[EXERCISE DETAILS] Find the lines of the records in which the word "distant" appears and report how many there are, as a number alone.

[Saved data entries]
::::::::::

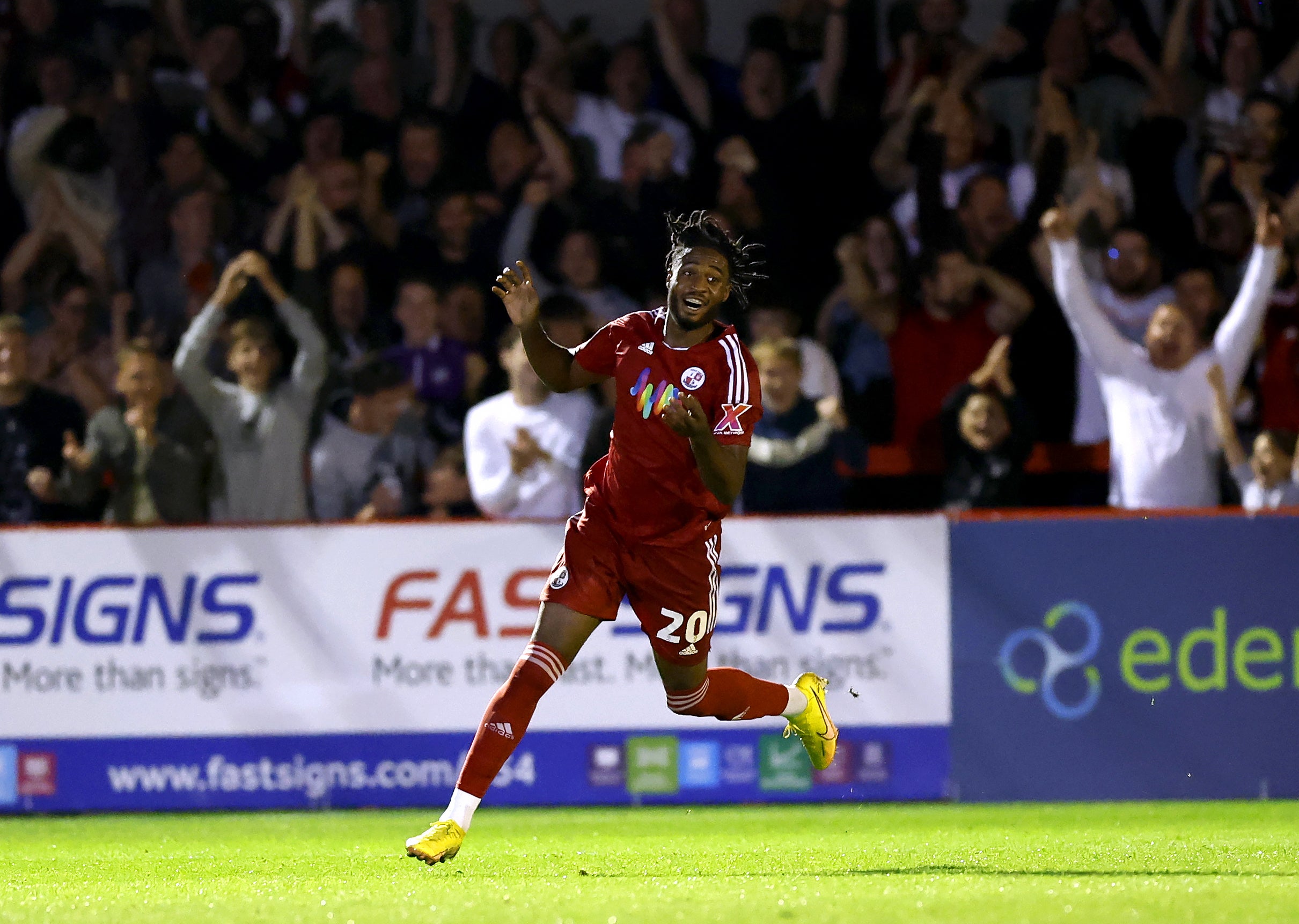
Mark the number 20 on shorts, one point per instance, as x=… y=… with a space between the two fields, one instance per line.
x=696 y=627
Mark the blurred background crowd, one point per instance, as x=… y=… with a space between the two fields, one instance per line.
x=248 y=246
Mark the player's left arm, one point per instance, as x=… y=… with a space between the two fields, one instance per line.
x=720 y=466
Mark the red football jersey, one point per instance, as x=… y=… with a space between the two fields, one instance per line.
x=650 y=481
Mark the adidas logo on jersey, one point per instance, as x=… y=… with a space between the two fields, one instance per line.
x=502 y=728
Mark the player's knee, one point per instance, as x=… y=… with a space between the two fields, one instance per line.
x=689 y=702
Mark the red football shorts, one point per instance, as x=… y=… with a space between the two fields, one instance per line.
x=672 y=589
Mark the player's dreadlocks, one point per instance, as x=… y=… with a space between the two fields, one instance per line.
x=701 y=229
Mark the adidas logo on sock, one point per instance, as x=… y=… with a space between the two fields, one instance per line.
x=502 y=728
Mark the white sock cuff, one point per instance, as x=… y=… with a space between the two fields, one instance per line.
x=461 y=809
x=798 y=702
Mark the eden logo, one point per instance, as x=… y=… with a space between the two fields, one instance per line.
x=1056 y=661
x=729 y=424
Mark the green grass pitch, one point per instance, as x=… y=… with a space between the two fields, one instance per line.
x=1132 y=862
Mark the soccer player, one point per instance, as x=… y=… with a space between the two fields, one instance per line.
x=651 y=527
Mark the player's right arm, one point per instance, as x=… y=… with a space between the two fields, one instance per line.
x=554 y=364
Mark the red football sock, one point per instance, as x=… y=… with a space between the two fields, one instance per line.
x=508 y=715
x=730 y=694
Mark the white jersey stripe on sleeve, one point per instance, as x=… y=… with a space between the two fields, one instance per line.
x=744 y=372
x=730 y=362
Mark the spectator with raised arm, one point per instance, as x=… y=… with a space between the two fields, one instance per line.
x=143 y=449
x=260 y=423
x=986 y=437
x=523 y=446
x=364 y=467
x=1131 y=294
x=1267 y=479
x=793 y=462
x=607 y=121
x=964 y=309
x=860 y=316
x=1159 y=405
x=445 y=373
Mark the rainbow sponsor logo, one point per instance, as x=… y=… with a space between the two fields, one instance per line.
x=651 y=399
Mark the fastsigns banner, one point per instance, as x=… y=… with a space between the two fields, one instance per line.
x=351 y=664
x=1127 y=659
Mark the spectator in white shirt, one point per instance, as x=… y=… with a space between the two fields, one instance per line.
x=1242 y=75
x=260 y=423
x=523 y=448
x=1268 y=479
x=607 y=121
x=1161 y=407
x=820 y=377
x=1129 y=298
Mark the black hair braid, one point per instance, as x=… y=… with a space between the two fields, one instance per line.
x=701 y=229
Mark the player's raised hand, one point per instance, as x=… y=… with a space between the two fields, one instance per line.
x=1058 y=224
x=685 y=416
x=520 y=295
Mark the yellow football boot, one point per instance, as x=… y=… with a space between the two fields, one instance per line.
x=437 y=845
x=813 y=725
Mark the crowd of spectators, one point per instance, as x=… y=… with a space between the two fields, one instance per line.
x=248 y=247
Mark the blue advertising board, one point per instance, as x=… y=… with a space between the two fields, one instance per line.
x=723 y=765
x=1127 y=658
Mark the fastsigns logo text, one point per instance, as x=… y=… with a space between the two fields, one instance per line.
x=116 y=608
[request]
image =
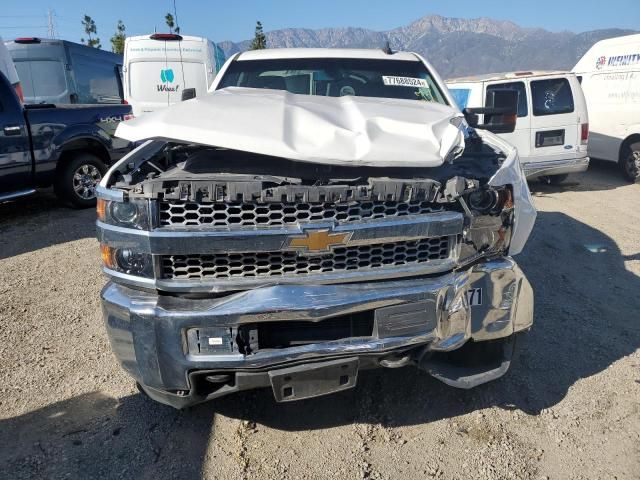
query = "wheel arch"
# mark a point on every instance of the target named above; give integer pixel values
(82, 145)
(634, 137)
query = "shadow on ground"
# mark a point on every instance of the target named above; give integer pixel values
(602, 175)
(39, 221)
(95, 436)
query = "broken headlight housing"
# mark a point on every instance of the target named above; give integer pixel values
(127, 261)
(129, 213)
(490, 215)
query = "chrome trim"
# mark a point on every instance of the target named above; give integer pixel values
(109, 194)
(11, 195)
(215, 286)
(166, 241)
(555, 167)
(168, 318)
(147, 330)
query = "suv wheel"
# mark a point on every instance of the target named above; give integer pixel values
(630, 161)
(78, 180)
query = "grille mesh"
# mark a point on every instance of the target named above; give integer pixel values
(270, 264)
(182, 213)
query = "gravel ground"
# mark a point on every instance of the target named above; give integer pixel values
(568, 409)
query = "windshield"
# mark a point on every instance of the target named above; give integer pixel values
(337, 77)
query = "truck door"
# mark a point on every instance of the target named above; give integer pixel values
(554, 124)
(15, 155)
(519, 138)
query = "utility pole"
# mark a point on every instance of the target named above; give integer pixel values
(51, 26)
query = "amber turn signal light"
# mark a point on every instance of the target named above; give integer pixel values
(101, 209)
(108, 257)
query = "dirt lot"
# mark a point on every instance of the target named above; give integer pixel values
(569, 409)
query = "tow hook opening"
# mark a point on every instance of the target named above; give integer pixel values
(471, 365)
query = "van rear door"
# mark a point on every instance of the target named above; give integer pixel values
(519, 138)
(166, 66)
(555, 126)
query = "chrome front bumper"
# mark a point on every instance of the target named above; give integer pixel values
(555, 167)
(148, 332)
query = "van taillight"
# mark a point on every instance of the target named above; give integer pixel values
(584, 134)
(165, 36)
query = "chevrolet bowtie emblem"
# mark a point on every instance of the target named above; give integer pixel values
(317, 241)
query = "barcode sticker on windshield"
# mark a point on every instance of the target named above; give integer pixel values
(405, 82)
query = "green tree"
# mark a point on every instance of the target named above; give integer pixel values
(90, 29)
(259, 41)
(117, 41)
(170, 22)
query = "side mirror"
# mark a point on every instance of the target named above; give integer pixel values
(188, 94)
(500, 113)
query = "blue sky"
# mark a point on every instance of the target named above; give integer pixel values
(235, 20)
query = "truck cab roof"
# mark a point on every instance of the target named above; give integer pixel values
(489, 77)
(279, 53)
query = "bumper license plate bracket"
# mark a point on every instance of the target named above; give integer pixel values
(313, 379)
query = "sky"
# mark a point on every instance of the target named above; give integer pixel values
(235, 19)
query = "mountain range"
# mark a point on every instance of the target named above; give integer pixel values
(456, 47)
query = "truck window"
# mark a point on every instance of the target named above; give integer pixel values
(337, 77)
(461, 96)
(519, 87)
(551, 97)
(96, 80)
(41, 80)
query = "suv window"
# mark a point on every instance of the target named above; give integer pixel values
(523, 109)
(96, 80)
(551, 97)
(337, 77)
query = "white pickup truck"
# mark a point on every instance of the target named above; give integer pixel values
(320, 212)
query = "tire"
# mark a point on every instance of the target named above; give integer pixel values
(629, 162)
(78, 178)
(554, 179)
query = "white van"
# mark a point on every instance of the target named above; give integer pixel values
(610, 76)
(158, 67)
(552, 127)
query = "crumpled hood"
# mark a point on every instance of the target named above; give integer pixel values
(356, 131)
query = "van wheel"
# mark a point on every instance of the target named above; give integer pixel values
(554, 179)
(78, 179)
(630, 161)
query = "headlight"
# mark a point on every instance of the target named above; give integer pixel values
(484, 200)
(126, 260)
(130, 214)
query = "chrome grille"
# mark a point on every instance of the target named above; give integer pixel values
(270, 264)
(176, 213)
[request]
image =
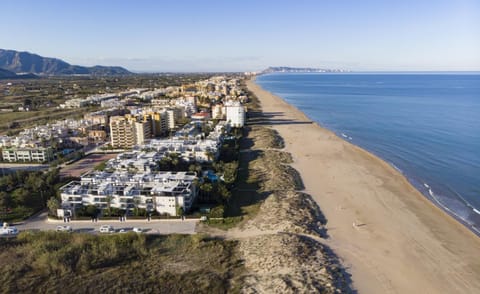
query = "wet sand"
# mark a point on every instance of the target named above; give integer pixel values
(389, 236)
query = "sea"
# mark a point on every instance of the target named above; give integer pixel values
(426, 125)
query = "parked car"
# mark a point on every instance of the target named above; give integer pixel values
(107, 229)
(7, 230)
(64, 229)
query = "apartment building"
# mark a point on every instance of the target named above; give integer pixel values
(163, 192)
(235, 113)
(28, 154)
(128, 131)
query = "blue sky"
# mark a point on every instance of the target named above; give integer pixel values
(248, 35)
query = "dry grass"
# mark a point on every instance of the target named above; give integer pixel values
(126, 263)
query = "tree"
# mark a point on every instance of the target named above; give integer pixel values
(91, 210)
(5, 201)
(53, 204)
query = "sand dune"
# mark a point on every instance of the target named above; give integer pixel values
(388, 235)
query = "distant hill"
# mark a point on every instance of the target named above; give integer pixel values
(6, 74)
(25, 62)
(299, 69)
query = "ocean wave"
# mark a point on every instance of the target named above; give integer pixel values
(396, 167)
(458, 212)
(346, 137)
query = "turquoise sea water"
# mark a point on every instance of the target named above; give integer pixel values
(425, 125)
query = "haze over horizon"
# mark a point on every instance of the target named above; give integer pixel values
(146, 36)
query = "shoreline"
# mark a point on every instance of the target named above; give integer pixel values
(392, 237)
(431, 199)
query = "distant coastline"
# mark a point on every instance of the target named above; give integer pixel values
(422, 185)
(389, 215)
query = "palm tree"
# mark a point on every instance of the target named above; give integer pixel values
(109, 200)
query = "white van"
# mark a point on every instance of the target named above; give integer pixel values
(106, 229)
(6, 230)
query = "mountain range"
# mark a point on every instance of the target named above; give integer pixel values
(25, 62)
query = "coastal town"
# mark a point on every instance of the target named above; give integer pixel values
(239, 147)
(144, 129)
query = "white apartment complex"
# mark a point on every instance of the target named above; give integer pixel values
(28, 154)
(235, 114)
(163, 192)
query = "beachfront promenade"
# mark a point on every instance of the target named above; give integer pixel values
(154, 226)
(389, 236)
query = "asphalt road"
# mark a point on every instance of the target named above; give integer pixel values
(41, 222)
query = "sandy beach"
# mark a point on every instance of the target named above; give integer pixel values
(387, 234)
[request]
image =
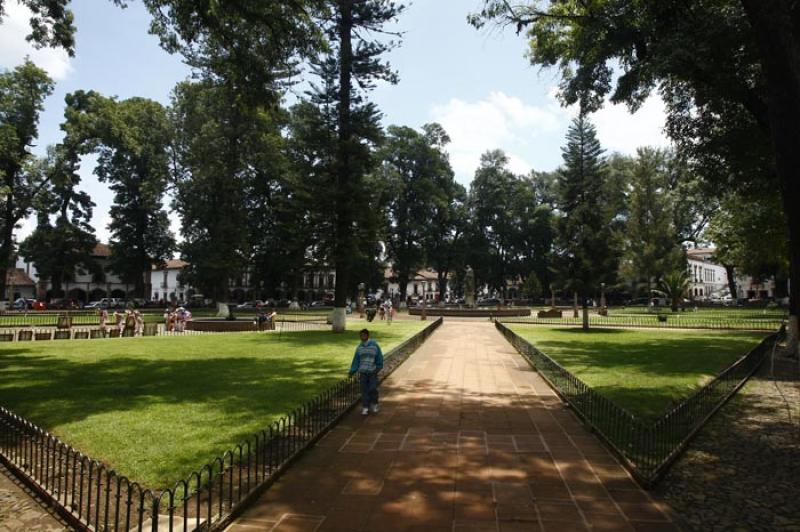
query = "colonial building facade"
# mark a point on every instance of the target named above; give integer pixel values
(84, 286)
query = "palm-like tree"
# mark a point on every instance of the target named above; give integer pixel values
(674, 286)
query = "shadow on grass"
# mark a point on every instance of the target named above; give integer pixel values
(107, 397)
(646, 373)
(178, 414)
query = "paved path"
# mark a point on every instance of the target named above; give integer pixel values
(21, 511)
(468, 438)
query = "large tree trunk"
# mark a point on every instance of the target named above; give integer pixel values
(585, 314)
(441, 282)
(730, 273)
(344, 179)
(7, 244)
(402, 283)
(777, 32)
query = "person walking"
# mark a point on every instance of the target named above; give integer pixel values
(367, 362)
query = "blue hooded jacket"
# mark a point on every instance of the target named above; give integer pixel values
(368, 358)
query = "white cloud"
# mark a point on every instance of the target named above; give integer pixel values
(531, 135)
(499, 121)
(619, 130)
(14, 48)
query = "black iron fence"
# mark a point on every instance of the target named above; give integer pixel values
(667, 320)
(646, 448)
(92, 497)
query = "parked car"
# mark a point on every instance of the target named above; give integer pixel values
(63, 304)
(251, 304)
(107, 302)
(23, 304)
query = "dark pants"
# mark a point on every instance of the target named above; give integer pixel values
(369, 388)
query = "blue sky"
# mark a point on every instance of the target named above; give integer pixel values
(478, 85)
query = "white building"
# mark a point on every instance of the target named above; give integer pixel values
(423, 285)
(166, 285)
(85, 285)
(708, 280)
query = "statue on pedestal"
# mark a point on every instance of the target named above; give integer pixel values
(469, 288)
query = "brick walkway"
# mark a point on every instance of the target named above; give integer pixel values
(468, 438)
(20, 510)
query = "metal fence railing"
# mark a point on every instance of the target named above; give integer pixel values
(647, 449)
(666, 321)
(93, 497)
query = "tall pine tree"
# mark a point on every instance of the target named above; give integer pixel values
(585, 254)
(350, 69)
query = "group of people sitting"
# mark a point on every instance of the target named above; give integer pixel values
(129, 322)
(265, 320)
(385, 311)
(176, 320)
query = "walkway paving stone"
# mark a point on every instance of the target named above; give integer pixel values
(469, 438)
(21, 510)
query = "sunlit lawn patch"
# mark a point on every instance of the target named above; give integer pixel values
(644, 371)
(157, 408)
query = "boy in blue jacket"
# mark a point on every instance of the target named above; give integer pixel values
(367, 362)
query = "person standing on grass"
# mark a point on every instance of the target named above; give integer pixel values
(367, 362)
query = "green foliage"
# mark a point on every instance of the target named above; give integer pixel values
(532, 288)
(220, 153)
(653, 245)
(419, 188)
(585, 246)
(510, 234)
(674, 286)
(726, 69)
(22, 180)
(750, 234)
(132, 139)
(51, 23)
(348, 69)
(61, 247)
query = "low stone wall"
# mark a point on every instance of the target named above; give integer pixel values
(472, 313)
(221, 325)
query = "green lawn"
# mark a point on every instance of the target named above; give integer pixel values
(644, 372)
(157, 408)
(715, 318)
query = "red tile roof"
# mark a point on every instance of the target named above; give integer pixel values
(18, 277)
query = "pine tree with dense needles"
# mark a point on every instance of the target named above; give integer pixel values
(585, 254)
(351, 67)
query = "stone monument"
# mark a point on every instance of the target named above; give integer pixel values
(469, 288)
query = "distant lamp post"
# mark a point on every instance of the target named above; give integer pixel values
(424, 301)
(603, 308)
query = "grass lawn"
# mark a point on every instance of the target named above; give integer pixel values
(644, 372)
(717, 318)
(157, 408)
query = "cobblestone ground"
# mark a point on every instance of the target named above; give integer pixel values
(743, 470)
(20, 511)
(468, 438)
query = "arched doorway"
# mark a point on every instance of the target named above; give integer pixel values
(78, 295)
(97, 294)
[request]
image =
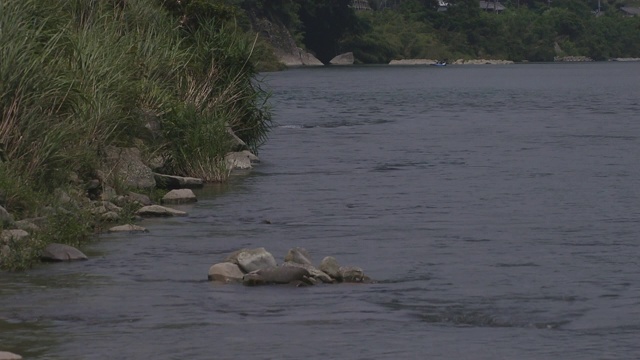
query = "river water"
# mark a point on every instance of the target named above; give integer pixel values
(498, 207)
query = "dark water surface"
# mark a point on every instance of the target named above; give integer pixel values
(498, 206)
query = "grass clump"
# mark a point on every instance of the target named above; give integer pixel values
(79, 76)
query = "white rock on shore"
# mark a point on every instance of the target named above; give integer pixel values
(482, 62)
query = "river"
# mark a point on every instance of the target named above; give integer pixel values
(498, 208)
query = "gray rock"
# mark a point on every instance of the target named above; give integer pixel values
(313, 272)
(254, 259)
(111, 216)
(27, 225)
(5, 217)
(343, 59)
(141, 199)
(159, 211)
(130, 228)
(177, 182)
(298, 255)
(5, 355)
(276, 275)
(225, 272)
(179, 196)
(61, 252)
(331, 267)
(239, 144)
(125, 164)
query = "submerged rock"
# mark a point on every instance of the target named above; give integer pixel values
(331, 267)
(343, 59)
(179, 196)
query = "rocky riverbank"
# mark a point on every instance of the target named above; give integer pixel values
(110, 202)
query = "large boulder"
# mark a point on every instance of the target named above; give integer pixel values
(277, 275)
(177, 182)
(179, 196)
(141, 199)
(125, 165)
(159, 211)
(285, 48)
(343, 59)
(225, 272)
(331, 267)
(253, 259)
(298, 255)
(61, 252)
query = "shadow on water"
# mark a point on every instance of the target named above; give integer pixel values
(32, 339)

::::::::::

[WORKED SOLUTION] 3